## START Task material
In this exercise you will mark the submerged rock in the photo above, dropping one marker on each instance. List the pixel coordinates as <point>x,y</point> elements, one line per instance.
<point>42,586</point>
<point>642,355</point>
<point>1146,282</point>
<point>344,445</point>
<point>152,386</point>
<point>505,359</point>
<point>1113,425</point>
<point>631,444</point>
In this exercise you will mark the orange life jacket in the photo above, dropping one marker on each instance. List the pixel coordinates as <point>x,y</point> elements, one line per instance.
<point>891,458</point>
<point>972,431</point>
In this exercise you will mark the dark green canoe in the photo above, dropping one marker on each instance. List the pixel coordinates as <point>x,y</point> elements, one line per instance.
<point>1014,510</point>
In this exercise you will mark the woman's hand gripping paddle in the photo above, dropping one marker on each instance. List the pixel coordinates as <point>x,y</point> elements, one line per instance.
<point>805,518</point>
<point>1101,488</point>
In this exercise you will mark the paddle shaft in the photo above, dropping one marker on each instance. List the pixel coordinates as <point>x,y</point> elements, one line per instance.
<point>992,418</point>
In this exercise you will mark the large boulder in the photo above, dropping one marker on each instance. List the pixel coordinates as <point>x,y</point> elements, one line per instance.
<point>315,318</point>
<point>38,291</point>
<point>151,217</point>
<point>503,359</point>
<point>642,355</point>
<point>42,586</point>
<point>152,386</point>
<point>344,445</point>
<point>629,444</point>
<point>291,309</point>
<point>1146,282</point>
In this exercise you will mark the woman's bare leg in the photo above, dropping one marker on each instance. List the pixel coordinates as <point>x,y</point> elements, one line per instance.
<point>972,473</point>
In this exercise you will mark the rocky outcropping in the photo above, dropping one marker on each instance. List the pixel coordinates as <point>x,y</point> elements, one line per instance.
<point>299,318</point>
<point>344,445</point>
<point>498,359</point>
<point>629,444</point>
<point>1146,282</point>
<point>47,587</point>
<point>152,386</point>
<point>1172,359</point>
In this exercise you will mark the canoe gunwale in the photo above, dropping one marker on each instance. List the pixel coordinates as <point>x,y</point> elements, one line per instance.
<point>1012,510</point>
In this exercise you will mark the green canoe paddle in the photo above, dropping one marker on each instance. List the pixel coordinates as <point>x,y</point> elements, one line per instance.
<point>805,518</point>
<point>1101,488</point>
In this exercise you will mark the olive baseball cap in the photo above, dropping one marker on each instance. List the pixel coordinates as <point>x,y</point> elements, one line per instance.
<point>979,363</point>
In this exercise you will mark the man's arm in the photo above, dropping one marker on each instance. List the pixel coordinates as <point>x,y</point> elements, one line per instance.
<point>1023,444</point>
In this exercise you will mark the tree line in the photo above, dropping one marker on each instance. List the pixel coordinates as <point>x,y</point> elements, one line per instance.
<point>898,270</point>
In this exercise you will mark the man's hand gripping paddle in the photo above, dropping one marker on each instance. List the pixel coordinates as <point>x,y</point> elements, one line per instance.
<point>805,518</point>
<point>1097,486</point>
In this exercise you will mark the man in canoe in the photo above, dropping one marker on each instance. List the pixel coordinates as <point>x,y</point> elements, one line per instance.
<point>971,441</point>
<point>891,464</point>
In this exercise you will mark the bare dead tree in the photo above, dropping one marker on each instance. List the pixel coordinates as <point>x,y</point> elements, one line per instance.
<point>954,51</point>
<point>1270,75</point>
## END Task material
*Aim:* Recast the data from the line with "In this exercise you will mark the dark" to the line with "<point>1012,510</point>" as a Markdown table with columns Row and Content, numbering each line and skipping blank ones.

*Response:*
| Row | Content |
|---|---|
| 1 | In this exercise you will mark the dark green canoe in the photo above, dropping one marker on each instance. List the pixel coordinates as <point>x,y</point> elements, one line per instance. |
| 2 | <point>1014,510</point> |
| 3 | In this exercise you will mark the woman's hand gripping paddle in the photo above, dropping one marker on each instance. List the pixel coordinates as <point>x,y</point> elements, one line per instance. |
| 4 | <point>805,518</point> |
| 5 | <point>1101,488</point> |
| 6 | In this exercise you will mark the paddle shaft in the photo above, dropping one marker on each instance. List the pixel coordinates as <point>x,y</point> elements, one line per instance. |
| 7 | <point>992,418</point> |
| 8 | In this exercise you will mark the large boulder in the photo above, dropping one marker on each instance. List the pixel coordinates as <point>x,y</point> elements, one line per instance. |
| 9 | <point>315,318</point> |
| 10 | <point>38,291</point> |
| 11 | <point>151,217</point> |
| 12 | <point>503,359</point> |
| 13 | <point>642,355</point> |
| 14 | <point>42,586</point> |
| 15 | <point>152,386</point> |
| 16 | <point>344,445</point> |
| 17 | <point>629,444</point> |
| 18 | <point>291,309</point> |
| 19 | <point>1146,282</point> |
| 20 | In this exercise you will mark the woman's bare leg in the photo above, dropping one marker on each instance. List the pixel coordinates as <point>x,y</point> elements, one line per instance. |
| 21 | <point>972,473</point> |
| 22 | In this exercise you will mark the rocky outcropping in the photo above, dropping one marker on each instance. List the pixel coordinates as <point>x,y</point> elements, one line per instance. |
| 23 | <point>299,318</point> |
| 24 | <point>344,445</point> |
| 25 | <point>498,359</point> |
| 26 | <point>629,444</point> |
| 27 | <point>1146,282</point> |
| 28 | <point>47,587</point> |
| 29 | <point>152,386</point> |
| 30 | <point>1172,359</point> |
| 31 | In this exercise you will mark the canoe gunwale in the photo above, dropping one marker on each instance. List the pixel coordinates as <point>x,y</point> elements, one line per instance. |
| 32 | <point>1012,510</point> |